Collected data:
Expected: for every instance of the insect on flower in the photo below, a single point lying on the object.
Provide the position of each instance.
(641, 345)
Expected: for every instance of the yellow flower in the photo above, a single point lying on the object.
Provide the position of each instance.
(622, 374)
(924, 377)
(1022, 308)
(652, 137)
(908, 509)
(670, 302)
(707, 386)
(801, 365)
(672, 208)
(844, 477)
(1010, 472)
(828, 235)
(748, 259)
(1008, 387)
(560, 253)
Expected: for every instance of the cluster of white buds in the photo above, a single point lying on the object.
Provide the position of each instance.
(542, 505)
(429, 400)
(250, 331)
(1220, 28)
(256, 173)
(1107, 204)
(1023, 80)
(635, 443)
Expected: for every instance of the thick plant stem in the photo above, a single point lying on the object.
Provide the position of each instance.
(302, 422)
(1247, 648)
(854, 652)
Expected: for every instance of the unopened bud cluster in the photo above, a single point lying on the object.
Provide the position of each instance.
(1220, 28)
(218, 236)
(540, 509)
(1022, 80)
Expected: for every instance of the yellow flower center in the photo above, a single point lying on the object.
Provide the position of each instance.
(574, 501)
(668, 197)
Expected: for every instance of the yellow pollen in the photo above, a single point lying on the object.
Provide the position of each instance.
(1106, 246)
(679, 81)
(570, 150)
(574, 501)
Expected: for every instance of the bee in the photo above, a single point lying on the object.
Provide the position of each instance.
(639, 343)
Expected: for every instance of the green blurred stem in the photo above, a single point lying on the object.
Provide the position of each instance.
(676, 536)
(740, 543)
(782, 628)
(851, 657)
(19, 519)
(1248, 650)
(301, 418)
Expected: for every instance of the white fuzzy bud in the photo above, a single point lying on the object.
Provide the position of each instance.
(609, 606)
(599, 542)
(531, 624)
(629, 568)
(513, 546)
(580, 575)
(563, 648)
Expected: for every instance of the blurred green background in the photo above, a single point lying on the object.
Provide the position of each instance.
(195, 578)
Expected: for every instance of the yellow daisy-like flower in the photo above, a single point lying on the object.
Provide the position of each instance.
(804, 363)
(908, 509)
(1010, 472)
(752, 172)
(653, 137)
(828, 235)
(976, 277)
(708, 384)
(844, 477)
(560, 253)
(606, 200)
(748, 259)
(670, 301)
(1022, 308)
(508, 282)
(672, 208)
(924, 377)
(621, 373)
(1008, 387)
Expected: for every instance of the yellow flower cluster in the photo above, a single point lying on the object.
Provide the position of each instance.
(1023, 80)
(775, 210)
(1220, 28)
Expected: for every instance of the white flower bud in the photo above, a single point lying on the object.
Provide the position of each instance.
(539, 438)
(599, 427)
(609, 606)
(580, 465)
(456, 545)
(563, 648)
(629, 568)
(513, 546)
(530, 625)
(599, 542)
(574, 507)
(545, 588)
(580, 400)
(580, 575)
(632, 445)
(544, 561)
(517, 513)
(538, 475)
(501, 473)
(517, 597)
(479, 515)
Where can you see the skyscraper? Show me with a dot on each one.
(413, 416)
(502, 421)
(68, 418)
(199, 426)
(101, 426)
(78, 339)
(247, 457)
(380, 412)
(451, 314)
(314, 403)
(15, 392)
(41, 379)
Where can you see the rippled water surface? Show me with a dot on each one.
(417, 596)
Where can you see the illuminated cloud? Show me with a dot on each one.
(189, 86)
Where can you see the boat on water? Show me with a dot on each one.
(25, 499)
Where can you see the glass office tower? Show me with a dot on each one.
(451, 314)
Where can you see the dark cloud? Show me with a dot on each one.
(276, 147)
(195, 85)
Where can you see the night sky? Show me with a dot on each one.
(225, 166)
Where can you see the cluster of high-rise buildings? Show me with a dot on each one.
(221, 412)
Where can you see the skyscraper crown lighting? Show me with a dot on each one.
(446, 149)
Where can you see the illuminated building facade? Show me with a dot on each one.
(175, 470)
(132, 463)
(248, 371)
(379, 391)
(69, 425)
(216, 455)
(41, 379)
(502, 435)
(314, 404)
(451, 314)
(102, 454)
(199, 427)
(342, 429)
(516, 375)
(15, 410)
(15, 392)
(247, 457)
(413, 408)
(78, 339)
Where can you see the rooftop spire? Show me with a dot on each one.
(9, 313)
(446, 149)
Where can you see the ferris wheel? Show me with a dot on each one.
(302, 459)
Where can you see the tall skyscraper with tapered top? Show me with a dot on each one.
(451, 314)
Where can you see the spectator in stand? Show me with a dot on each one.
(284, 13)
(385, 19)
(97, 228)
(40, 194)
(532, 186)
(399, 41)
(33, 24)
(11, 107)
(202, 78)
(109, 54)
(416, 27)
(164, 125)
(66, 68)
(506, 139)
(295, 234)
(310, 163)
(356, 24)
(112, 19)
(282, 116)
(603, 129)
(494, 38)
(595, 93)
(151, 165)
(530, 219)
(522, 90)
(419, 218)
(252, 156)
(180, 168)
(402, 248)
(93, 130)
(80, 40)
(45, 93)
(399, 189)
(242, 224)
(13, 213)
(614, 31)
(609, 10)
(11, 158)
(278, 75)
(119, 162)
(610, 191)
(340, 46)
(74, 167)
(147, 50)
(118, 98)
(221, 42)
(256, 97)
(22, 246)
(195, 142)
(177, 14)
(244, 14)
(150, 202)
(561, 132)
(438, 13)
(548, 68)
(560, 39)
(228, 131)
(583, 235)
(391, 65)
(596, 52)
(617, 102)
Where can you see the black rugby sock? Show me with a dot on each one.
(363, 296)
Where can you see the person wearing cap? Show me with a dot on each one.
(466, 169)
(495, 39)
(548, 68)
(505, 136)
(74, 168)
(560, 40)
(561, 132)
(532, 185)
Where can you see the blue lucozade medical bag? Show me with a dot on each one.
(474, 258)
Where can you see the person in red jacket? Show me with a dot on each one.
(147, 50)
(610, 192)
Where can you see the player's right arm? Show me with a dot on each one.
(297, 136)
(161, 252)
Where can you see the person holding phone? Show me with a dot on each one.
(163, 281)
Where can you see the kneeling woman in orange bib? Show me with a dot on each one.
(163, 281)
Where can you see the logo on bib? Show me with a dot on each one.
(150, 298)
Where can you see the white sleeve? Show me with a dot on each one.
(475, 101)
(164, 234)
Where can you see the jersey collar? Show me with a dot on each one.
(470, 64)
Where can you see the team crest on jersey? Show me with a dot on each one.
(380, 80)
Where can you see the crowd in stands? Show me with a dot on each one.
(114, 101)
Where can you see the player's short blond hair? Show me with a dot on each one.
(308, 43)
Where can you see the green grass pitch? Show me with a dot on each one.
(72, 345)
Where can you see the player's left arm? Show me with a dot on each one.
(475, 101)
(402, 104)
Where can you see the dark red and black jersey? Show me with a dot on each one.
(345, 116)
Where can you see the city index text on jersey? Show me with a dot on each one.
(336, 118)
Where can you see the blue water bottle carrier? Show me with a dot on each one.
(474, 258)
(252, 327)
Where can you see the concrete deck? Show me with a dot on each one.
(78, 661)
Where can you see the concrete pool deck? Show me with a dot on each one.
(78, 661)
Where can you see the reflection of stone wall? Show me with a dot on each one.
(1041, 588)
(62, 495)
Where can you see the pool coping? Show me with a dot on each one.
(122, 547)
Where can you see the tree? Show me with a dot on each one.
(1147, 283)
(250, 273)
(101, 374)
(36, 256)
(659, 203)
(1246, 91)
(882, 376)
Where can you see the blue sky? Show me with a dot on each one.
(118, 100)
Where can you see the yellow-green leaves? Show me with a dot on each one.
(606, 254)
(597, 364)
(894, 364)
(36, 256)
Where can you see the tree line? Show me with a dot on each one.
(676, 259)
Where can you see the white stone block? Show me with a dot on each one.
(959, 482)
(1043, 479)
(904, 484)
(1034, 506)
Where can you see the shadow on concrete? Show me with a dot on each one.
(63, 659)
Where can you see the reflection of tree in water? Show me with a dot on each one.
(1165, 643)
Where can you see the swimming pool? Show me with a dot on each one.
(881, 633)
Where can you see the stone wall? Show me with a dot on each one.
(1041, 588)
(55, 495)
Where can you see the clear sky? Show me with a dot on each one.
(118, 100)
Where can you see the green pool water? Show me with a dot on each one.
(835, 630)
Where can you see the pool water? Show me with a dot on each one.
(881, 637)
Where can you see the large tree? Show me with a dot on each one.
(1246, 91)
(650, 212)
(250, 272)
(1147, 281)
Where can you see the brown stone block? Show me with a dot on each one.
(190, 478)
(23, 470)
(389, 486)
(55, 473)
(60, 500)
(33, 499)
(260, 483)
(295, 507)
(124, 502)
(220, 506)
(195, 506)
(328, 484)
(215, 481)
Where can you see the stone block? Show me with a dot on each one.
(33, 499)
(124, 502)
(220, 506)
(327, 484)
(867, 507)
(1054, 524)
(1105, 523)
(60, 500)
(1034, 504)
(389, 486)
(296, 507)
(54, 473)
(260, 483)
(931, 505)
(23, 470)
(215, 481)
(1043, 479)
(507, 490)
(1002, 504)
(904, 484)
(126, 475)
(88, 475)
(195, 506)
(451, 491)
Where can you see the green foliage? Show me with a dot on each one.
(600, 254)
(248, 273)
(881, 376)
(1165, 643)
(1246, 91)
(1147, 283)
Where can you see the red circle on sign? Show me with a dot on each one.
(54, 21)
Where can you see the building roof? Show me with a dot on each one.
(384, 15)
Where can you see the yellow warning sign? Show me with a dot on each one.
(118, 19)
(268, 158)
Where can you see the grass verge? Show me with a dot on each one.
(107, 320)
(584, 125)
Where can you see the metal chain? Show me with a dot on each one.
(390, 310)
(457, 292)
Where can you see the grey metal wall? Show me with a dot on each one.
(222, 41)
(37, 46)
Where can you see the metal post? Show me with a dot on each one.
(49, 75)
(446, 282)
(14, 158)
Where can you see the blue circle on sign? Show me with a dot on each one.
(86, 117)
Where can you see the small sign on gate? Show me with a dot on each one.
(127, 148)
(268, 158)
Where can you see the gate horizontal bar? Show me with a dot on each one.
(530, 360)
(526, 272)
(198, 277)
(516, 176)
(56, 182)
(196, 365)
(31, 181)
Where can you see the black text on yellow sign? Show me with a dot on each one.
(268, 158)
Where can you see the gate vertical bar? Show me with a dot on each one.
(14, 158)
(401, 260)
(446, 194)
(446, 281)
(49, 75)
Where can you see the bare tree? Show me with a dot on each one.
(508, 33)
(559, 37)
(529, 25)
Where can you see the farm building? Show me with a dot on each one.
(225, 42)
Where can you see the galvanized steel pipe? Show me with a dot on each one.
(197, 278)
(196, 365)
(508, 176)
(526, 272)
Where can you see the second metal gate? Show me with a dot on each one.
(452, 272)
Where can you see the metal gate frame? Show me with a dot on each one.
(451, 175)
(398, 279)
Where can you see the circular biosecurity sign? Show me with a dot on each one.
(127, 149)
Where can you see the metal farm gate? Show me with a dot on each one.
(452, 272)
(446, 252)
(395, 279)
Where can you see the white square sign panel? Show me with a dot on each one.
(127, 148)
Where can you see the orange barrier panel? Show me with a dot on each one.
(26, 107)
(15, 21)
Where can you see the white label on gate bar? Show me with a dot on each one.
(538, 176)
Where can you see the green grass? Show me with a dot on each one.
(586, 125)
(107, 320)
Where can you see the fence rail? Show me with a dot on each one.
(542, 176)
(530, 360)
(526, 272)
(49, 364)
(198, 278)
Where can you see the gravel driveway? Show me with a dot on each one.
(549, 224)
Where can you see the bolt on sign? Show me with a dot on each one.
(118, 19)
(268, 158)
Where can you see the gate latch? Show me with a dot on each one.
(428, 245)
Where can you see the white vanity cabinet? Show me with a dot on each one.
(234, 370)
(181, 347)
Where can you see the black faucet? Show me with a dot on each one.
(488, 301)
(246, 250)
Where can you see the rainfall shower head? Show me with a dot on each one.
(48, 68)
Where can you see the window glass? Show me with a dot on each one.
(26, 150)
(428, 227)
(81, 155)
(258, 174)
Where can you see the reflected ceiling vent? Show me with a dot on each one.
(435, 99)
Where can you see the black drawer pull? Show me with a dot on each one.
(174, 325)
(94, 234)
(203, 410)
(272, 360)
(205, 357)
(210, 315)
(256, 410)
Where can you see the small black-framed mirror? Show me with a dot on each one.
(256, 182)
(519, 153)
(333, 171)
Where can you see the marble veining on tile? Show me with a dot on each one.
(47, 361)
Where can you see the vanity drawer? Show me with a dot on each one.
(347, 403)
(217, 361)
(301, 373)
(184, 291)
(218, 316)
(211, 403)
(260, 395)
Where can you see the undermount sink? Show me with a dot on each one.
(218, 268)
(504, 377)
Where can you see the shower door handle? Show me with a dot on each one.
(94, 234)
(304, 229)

§ **Work instructions**
Copy out the lines of the data where the string "stem" occurs.

§ **Output for this exercise**
Expected: for every instance of the thick plant stem in the photo above, a single point lying on the object.
Expected: for every instance of the green blurred stem in the photo above, a single point lying on the object.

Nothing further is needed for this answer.